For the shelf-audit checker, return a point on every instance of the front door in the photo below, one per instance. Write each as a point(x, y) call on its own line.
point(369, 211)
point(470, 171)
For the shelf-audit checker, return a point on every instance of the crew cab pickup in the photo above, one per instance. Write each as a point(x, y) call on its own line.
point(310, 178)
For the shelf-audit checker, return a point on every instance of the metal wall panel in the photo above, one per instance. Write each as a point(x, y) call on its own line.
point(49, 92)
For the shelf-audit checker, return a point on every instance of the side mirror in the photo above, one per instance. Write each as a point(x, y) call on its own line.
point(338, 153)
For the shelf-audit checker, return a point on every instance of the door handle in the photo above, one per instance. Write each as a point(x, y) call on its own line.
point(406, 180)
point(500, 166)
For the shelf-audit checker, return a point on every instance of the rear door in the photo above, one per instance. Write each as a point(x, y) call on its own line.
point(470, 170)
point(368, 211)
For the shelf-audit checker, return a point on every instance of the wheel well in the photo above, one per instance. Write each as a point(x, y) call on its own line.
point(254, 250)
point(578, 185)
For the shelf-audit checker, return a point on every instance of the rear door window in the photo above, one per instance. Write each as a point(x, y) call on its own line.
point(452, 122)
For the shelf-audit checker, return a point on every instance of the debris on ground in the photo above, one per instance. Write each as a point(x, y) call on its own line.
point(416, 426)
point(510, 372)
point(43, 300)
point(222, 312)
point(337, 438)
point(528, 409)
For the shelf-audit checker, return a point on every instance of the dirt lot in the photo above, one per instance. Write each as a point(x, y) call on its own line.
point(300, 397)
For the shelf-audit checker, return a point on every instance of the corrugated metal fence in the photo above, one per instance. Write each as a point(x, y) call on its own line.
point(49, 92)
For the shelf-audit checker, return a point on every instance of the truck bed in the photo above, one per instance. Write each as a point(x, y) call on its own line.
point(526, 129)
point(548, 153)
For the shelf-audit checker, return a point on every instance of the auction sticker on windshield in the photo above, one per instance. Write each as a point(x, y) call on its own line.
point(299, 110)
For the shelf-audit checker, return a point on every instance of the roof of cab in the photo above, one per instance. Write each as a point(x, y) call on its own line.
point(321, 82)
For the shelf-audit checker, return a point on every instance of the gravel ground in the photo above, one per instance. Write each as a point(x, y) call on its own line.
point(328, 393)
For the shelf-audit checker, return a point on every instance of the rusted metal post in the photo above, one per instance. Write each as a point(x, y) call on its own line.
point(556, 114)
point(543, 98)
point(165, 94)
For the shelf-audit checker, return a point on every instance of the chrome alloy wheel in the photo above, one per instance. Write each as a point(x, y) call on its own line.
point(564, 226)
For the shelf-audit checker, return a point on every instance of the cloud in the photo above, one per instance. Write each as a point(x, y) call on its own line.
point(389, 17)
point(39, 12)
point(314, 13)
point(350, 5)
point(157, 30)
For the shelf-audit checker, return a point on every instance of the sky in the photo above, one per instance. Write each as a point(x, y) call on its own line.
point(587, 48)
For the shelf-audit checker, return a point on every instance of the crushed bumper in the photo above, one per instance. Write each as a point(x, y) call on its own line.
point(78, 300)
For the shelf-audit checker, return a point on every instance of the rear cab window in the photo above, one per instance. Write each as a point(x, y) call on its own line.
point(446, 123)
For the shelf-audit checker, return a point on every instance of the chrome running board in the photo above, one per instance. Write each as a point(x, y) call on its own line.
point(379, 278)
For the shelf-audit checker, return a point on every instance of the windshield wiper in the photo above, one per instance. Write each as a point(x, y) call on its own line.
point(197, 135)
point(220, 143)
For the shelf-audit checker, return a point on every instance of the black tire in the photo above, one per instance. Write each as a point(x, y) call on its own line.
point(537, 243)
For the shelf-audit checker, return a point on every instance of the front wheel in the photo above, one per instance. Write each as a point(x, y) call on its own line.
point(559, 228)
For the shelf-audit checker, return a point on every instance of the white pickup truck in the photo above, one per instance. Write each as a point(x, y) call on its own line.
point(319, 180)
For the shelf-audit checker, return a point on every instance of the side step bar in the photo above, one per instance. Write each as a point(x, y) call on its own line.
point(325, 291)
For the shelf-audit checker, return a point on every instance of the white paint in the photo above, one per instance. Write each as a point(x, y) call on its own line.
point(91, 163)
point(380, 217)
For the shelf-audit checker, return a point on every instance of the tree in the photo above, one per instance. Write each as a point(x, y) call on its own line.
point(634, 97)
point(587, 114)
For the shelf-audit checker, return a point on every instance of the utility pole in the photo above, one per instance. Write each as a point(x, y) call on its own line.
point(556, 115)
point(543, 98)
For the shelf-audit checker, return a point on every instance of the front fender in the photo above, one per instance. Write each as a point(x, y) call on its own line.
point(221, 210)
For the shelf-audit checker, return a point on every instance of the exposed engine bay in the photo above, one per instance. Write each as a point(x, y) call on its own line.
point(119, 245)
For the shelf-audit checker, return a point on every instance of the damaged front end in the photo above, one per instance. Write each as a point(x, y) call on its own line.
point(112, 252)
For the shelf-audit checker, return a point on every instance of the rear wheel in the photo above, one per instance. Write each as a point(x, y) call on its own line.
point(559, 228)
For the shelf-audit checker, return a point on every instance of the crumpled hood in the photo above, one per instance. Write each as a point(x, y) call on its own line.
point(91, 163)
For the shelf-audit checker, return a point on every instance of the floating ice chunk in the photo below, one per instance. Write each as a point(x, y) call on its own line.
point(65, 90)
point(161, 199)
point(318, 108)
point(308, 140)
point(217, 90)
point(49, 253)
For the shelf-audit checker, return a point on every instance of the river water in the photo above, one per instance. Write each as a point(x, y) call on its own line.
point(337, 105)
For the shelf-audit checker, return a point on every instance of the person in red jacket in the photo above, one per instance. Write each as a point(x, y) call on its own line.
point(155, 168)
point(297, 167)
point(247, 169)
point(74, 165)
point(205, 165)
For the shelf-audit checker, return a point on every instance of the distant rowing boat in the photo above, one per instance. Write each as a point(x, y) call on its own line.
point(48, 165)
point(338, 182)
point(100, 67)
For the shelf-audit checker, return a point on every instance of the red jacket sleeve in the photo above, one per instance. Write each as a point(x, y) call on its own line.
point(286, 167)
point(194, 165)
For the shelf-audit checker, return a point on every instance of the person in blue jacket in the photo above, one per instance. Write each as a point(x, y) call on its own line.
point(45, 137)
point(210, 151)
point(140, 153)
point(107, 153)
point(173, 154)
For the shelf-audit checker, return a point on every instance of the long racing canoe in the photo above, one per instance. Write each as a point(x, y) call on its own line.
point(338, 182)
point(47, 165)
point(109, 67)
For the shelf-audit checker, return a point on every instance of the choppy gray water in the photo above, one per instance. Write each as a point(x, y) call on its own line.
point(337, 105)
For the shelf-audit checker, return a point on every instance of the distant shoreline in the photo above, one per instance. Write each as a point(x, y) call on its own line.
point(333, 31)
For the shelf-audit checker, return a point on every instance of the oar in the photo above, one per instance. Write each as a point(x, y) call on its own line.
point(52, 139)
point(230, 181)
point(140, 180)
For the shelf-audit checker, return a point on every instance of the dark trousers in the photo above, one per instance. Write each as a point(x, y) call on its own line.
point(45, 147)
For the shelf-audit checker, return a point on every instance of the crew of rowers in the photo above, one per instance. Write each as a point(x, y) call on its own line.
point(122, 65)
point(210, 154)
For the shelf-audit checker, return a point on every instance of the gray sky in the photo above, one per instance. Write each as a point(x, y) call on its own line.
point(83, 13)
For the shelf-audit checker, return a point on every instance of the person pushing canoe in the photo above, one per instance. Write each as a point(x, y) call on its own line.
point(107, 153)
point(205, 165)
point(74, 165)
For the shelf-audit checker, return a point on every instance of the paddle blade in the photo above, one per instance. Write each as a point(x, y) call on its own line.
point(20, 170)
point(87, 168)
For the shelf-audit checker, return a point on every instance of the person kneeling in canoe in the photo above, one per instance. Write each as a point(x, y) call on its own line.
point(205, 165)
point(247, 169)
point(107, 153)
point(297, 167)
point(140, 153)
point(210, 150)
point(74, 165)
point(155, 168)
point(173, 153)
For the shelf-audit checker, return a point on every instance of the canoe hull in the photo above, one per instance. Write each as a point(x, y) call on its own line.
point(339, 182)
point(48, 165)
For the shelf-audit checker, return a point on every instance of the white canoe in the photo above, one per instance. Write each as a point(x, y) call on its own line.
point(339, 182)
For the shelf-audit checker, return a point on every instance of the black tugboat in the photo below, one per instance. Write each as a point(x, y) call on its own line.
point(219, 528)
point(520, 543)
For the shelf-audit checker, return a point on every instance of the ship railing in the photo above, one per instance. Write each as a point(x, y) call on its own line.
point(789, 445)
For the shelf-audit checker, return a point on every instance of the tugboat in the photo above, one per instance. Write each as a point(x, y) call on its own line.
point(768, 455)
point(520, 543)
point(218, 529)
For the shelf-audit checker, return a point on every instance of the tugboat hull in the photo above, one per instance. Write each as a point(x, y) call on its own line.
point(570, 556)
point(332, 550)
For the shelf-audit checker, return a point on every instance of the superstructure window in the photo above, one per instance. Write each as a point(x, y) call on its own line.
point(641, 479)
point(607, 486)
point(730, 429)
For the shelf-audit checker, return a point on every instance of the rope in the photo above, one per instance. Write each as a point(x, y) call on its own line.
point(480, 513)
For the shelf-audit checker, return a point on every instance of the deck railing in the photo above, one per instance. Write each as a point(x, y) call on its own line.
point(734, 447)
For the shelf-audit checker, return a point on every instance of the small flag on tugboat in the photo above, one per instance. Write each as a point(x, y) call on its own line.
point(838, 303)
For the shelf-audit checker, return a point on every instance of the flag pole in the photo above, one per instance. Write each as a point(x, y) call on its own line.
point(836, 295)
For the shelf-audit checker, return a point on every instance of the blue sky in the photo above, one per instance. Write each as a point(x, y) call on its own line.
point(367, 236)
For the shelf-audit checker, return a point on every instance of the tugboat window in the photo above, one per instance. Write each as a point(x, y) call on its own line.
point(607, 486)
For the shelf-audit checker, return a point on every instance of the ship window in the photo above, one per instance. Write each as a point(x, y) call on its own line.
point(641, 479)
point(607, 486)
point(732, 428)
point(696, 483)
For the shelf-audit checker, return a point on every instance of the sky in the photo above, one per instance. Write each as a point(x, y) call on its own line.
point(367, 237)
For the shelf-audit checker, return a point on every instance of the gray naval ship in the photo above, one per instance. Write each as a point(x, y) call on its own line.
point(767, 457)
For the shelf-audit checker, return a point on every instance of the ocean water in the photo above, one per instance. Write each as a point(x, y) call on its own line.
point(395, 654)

Short task: Reproduce word for word the lines of the entries, starting with the line that contains "the distant shoreline" and going on through the line that contains "point(140, 180)". Include both of those lines.

Task result:
For the shelf-audit checker, return a point on every instance of the distant shoreline in the photo above, one per instance. Write each as a point(x, y) call on its own line.
point(333, 31)
For the shelf-audit checker, return a point on every instance of the oar in the photo above, one per instance. Write each as a point(x, y) call on its own line.
point(52, 139)
point(230, 181)
point(140, 180)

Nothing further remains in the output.